[Start PASSAGE]

However, it will be appreciated that the term "rarely change" may
be determined by the particular context in which the present
invention is practiced and the definition may vary over time. For
example, as computers and computer systems, such as the computer
system 100, get faster and as hardware accelerators for calculating
Digests become available, it may become feasible to calculate
digests for short-lived files. In one embodiment, a background
process may be run to scan the file systems, such as the File
System 140. The Date Last Modified information may be used to
determine when the file was last changed and to decide whether or
not to calculate a file digest. In various illustrative embodiments
of the present invention, a file digest may be calculated whenever
the file is closed and/or sent to a disk or other storage device
and/or sent over the network to a remote file system.
[0028] A file will have either a current file digest or no current
file digest. If a file is opened to allow modification of the file,
this opened file must be immediately marked as not having a valid
file digest. However, calculating file digests may happen in a
"lazy" fashion. The file digest calculation only needs to be
performed anytime before the respective file is accessed using its
file digest.

[End PASSAGE]
[Start DATA EXTRACT]

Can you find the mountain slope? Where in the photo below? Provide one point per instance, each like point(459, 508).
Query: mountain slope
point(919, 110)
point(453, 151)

[End DATA EXTRACT]

# WRITTEN PROBLEM
According to the passage on file digests, what must happen to a file that is opened to allow modification? The lines come from a different source than the passage.

# WORKED ANSWER
It must be immediately marked as not having a valid file digest.